[Entries on locating named things]
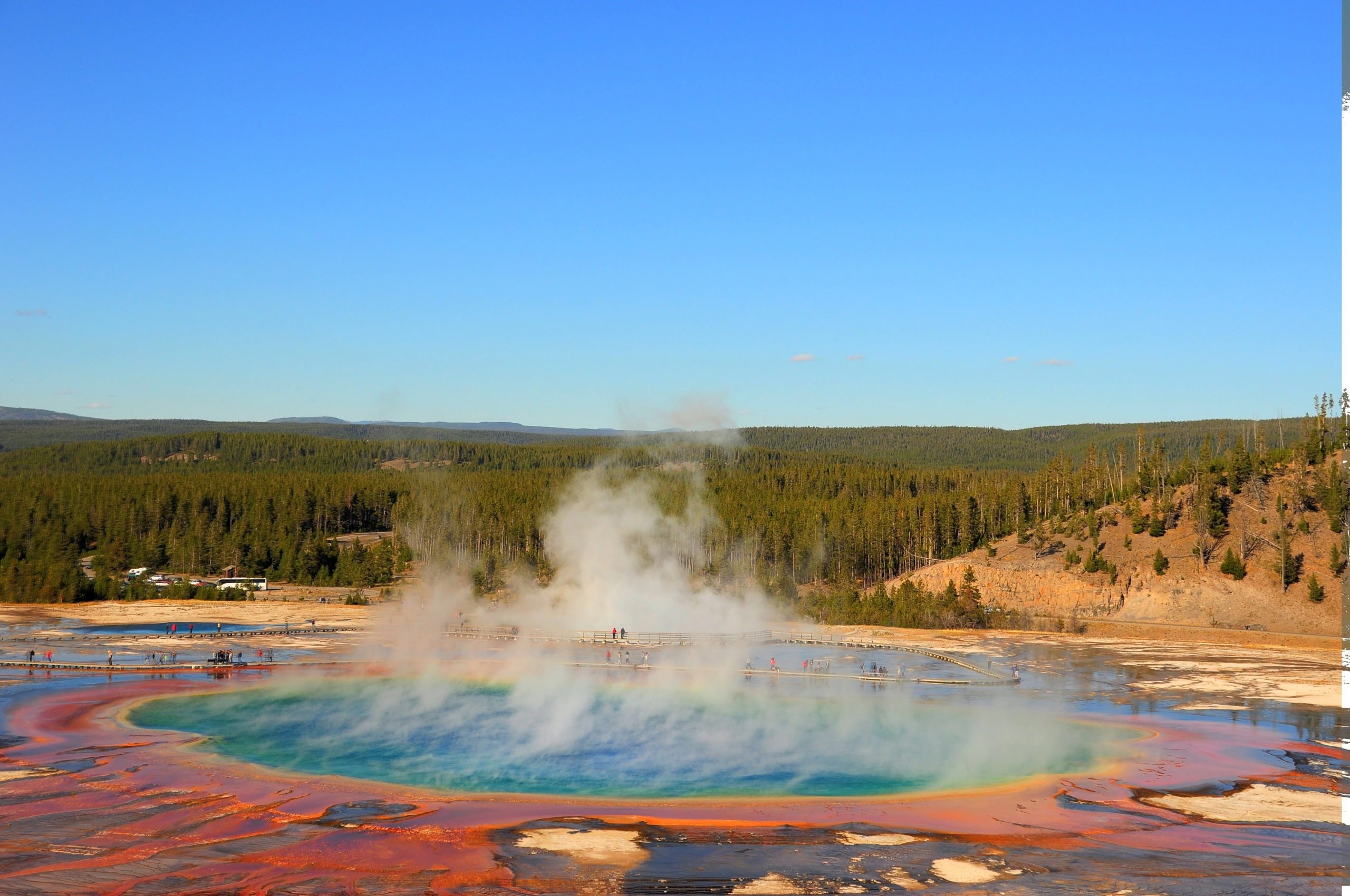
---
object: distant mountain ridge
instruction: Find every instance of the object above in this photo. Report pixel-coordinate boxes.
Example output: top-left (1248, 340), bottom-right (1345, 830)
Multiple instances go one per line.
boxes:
top-left (267, 417), bottom-right (648, 437)
top-left (0, 407), bottom-right (96, 420)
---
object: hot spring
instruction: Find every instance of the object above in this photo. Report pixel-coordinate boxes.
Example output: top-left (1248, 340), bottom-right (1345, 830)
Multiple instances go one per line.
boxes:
top-left (128, 668), bottom-right (1133, 799)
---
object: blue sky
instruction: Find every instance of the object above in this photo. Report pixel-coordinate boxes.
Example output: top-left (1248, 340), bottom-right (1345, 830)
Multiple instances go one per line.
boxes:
top-left (0, 2), bottom-right (1341, 426)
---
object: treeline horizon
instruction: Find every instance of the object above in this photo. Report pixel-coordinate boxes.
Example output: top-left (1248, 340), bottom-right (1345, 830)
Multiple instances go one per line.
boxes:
top-left (0, 397), bottom-right (1350, 615)
top-left (0, 417), bottom-right (1328, 472)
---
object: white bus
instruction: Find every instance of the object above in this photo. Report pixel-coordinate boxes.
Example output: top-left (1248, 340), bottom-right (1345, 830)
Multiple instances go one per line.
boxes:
top-left (216, 579), bottom-right (267, 591)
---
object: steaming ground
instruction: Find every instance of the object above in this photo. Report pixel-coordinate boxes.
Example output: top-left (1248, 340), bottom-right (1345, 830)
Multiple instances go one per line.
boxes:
top-left (169, 467), bottom-right (1126, 799)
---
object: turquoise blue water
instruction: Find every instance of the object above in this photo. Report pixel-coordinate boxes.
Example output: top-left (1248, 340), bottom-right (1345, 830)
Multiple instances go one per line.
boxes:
top-left (131, 670), bottom-right (1126, 799)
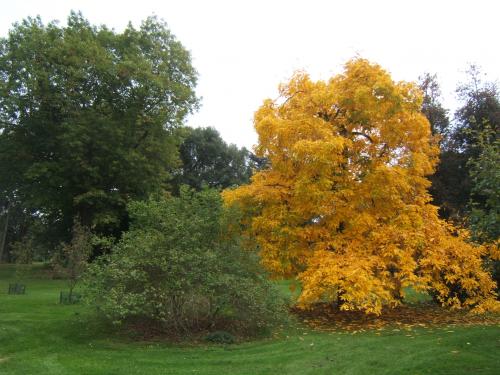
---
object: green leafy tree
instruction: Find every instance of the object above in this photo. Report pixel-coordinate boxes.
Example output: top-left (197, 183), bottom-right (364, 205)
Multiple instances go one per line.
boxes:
top-left (175, 127), bottom-right (254, 194)
top-left (420, 65), bottom-right (500, 222)
top-left (0, 13), bottom-right (197, 247)
top-left (82, 188), bottom-right (283, 333)
top-left (469, 129), bottom-right (500, 242)
top-left (54, 219), bottom-right (92, 301)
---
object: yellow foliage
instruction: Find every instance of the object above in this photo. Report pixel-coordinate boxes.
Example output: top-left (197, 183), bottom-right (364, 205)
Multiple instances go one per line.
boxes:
top-left (224, 59), bottom-right (498, 314)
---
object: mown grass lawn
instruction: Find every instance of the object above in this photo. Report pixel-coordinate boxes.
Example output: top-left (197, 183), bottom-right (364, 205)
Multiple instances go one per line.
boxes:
top-left (0, 265), bottom-right (500, 375)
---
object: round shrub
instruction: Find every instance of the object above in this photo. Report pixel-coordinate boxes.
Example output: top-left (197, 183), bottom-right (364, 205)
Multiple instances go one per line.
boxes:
top-left (85, 189), bottom-right (285, 333)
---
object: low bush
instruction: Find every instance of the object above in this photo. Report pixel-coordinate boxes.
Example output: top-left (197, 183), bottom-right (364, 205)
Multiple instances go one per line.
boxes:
top-left (85, 189), bottom-right (285, 334)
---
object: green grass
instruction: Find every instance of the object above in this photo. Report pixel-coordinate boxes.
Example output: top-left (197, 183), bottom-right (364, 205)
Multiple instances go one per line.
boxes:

## Request
Pull out every one of the rows above and reproduce each line word for word, leaving the pictures out of your answer.

## Expected answer
---
object: distant mountain ridge
instruction: Find every instance of the object above in this photo. Report pixel-coordinate boxes.
Example output: top-left (1248, 340), bottom-right (1345, 830)
Multiple instances go one per line.
boxes:
top-left (267, 417), bottom-right (648, 437)
top-left (0, 407), bottom-right (96, 420)
---
object: hot spring
instruction: Find every instance of the object above in this photo. Report pixel-coordinate boxes.
Example output: top-left (1248, 340), bottom-right (1345, 830)
Multiple instances go one per line.
boxes:
top-left (128, 668), bottom-right (1133, 799)
---
object: blue sky
instruction: Find every instance of the object above in this photo. Report pixel-coordinate boxes.
Example output: top-left (1248, 340), bottom-right (1345, 830)
Multiple instances go one per line.
boxes:
top-left (0, 2), bottom-right (1341, 426)
---
object: treeline horizon
instruction: Find every instance of the object above in this photo. Report pixel-coordinate boxes.
Example output: top-left (1248, 340), bottom-right (1345, 830)
Multiple instances go one per line.
boxes:
top-left (0, 397), bottom-right (1350, 615)
top-left (0, 417), bottom-right (1328, 472)
---
object: white bus
instruction: Find every instance of the object above in this photo. Report pixel-coordinate boxes.
Example output: top-left (1248, 340), bottom-right (1345, 830)
Multiple instances go one per line.
boxes:
top-left (216, 579), bottom-right (267, 591)
---
object: steaming ground
instruction: Find every instance of the object above in this photo. Report pixel-coordinate boxes.
Example output: top-left (1248, 340), bottom-right (1345, 830)
Multiple instances go one per line.
boxes:
top-left (169, 467), bottom-right (1126, 799)
---
object: turquoise blue water
instruction: Find every instance of the object above in this photo. Report pixel-coordinate boxes.
Example output: top-left (1248, 340), bottom-right (1345, 830)
Multiple instances go one per line.
boxes:
top-left (131, 670), bottom-right (1126, 799)
---
object: green leafy tree
instruction: Find every instance of the object above in this photo. Report pixel-coordinate boxes.
Example output: top-left (197, 183), bottom-right (364, 205)
Multiple instances go one per line.
boxes:
top-left (175, 127), bottom-right (254, 194)
top-left (420, 65), bottom-right (500, 222)
top-left (0, 13), bottom-right (197, 247)
top-left (82, 188), bottom-right (283, 333)
top-left (469, 129), bottom-right (500, 242)
top-left (54, 219), bottom-right (92, 301)
---
object: yellow foliage
instruction: Find every instance of the object above in this photo. Report pixel-coordinate boxes.
Example output: top-left (197, 183), bottom-right (364, 205)
Multiple instances go one per line.
boxes:
top-left (224, 59), bottom-right (498, 314)
---
object: mown grass lawn
instruction: Find every instance of the object above in this photo. Report pixel-coordinate boxes.
Example output: top-left (197, 183), bottom-right (364, 205)
Multiple instances go one per line.
boxes:
top-left (0, 265), bottom-right (500, 375)
---
object: round shrub
instruction: Find every instance of the object above in this photo. Report pixel-coordinate boxes.
Example output: top-left (197, 183), bottom-right (364, 205)
Multiple instances go one per line.
boxes:
top-left (85, 189), bottom-right (285, 333)
---
object: low bush
instruction: Find every instance of the object above in this photo. Report pixel-coordinate boxes.
Example output: top-left (197, 183), bottom-right (364, 205)
Multiple instances go one per line.
boxes:
top-left (85, 189), bottom-right (285, 334)
---
object: green grass
instruction: Find every instance of the object above in this photo. Report pixel-coordinate boxes.
Example output: top-left (197, 183), bottom-right (364, 205)
Multiple instances go one per line.
boxes:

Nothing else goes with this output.